* **PROBLEM TO WORK ON**
Copy out every record below, word for word.

* **RECORDS PROVIDED**
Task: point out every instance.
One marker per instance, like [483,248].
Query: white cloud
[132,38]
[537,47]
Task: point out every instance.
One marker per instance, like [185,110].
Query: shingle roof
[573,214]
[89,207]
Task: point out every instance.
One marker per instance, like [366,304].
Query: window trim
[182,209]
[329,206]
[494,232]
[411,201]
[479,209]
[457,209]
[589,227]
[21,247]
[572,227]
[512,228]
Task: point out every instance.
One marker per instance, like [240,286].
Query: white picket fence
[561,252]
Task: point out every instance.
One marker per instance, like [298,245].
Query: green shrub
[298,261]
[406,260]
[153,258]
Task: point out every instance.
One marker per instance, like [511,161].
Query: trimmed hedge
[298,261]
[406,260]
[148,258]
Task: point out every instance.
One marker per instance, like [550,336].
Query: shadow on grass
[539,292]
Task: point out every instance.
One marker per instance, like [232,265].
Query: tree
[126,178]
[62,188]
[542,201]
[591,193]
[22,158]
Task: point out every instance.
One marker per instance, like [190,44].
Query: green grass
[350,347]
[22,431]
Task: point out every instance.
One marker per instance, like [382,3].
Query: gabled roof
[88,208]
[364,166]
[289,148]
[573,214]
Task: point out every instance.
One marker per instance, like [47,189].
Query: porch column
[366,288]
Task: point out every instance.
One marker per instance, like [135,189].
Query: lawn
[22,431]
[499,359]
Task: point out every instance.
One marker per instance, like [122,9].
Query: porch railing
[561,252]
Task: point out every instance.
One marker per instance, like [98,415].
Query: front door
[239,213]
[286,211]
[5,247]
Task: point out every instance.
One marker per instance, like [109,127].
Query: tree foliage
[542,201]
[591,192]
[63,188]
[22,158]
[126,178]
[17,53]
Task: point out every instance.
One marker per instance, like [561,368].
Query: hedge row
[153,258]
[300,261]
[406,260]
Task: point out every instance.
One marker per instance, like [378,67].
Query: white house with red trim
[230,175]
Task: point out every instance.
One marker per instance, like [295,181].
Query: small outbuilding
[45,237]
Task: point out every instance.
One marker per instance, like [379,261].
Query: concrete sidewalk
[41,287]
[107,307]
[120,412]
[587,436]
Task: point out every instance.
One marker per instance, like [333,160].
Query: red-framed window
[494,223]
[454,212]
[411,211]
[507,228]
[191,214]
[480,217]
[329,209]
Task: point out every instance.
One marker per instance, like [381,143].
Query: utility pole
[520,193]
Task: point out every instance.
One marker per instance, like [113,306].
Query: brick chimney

* **WORKED ANSWER**
Task: point out every instance.
One marker per instance, like [483,248].
Query: white cloud
[132,38]
[537,47]
Task: point out every instance.
One marker per instance, like [185,110].
Query: shingle roof
[573,214]
[89,207]
Task: point out every instance.
One marker per instance, like [366,304].
Query: window trim
[182,209]
[329,206]
[494,232]
[411,201]
[479,209]
[457,209]
[589,227]
[21,247]
[572,227]
[512,228]
Task: point out every instance.
One marker per instance, like [240,286].
Query: white picket fence
[561,252]
Task: point out every instance.
One marker per instance, like [298,245].
Query: green shrub
[298,261]
[406,260]
[153,258]
Task: point out every instance.
One marker per instance, like [511,161].
Query: trimmed hedge
[298,261]
[406,260]
[148,258]
Task: point out every instance.
One marker per instance, like [550,336].
Query: shadow on grass
[539,292]
Task: point out every instance.
One marker per instance, like [232,265].
Query: tree
[126,178]
[62,188]
[542,201]
[591,193]
[22,158]
Task: point out every instance.
One marker per instance, like [190,44].
Query: green grass
[350,347]
[22,431]
Task: point out every instance.
One marker per instance, like [382,3].
Query: gabled roof
[88,208]
[364,166]
[289,148]
[573,214]
Task: point out every instance.
One marker per instance, like [47,189].
Query: porch column
[366,288]
Task: point out every instance.
One marker per instance, like [135,189].
Query: lawn
[22,431]
[499,359]
Task: point out every instance.
One marker per instance, like [122,9].
Query: porch railing
[561,252]
Task: point out every instance.
One marker per instance, like [98,415].
Query: front door
[239,213]
[286,211]
[5,247]
Task: point out every instance.
One marker per instance, like [109,127].
Query: tree foliage
[542,201]
[591,192]
[63,188]
[22,158]
[126,178]
[17,53]
Task: point out every instance.
One marker per instance, like [561,368].
Query: hedge row
[153,258]
[300,261]
[406,260]
Task: point out every instance.
One marker per instance, like [378,67].
Query: white house with red trim
[230,175]
Task: point out every instance.
One marker per instance, like [295,181].
Query: small outbuilding
[45,237]
Task: point out every instance.
One marker per instance, like [379,261].
Query: concrete sidewalk
[41,287]
[107,307]
[120,412]
[587,436]
Task: point out every instance.
One marker per instance, like [333,160].
Query: red-framed window
[494,223]
[454,212]
[411,211]
[507,228]
[191,214]
[480,217]
[329,209]
Task: point out every instance.
One marker per instance, like [381,143].
Query: utility pole
[520,193]
Task: point out every instance.
One marker per instance, like [113,306].
Query: brick chimney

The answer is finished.